● **Exercise directions**: In the article below about Robin Dando's lecture, who brought Dando to campus?

On Friday afternoon, over 100 Binghamton University students and faculty members filled a lecture hall in Academic Building A to hear Robin Dando, an assistant professor in the department of food science at Cornell University, deliver a lecture on his research about the relationship between taste and obesity.

Dando gave a talk focused on the effect obesity has on taste, and the consequences that changes in taste can have on a person’s diet. He was brought to campus by Patricia Di Lorenzo, BU professor of psychology, as part of the 2016-17 Harpur College Dean’s Speaker Series for Integrative Neuroscience. The two met after Di Lorenzo gave a talk about her own work on the neural coding of sensory systems at Cornell.

The speaker explained that a diet exists as a type of feedback mechanism, with food consumption leading to a release in an organism’s pleasure receptors. When a food is consumed that a person enjoys, or gives them valuable nourishment, they receive a pleasurable response.

To measure the effect that obesity has on these tastes, Dando used specially bred mice with extremely similar genetic makeup. He then divided them into two groups and fed them different diets. One group received standard mouse food with a healthy balance of nutrients. The other group received a special diet that had extremely high levels of fat.

● **Data excerpt**:
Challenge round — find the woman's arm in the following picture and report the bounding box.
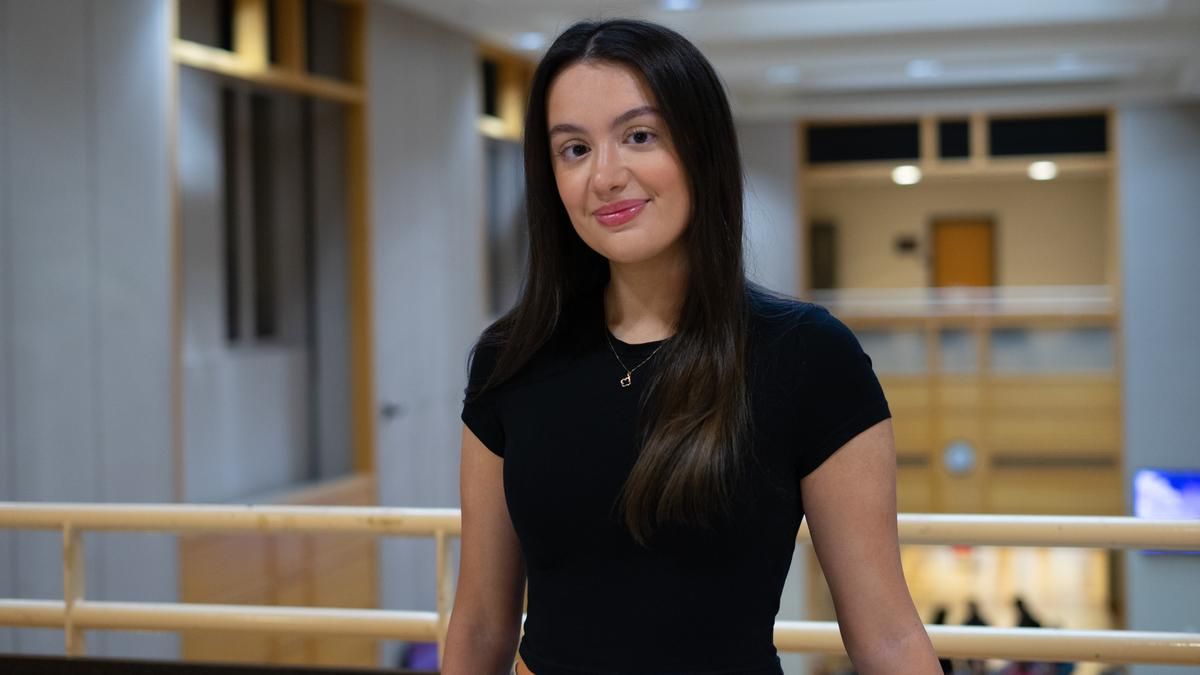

● **Your solution**: Patricia Di Lorenzo, a BU professor of psychology.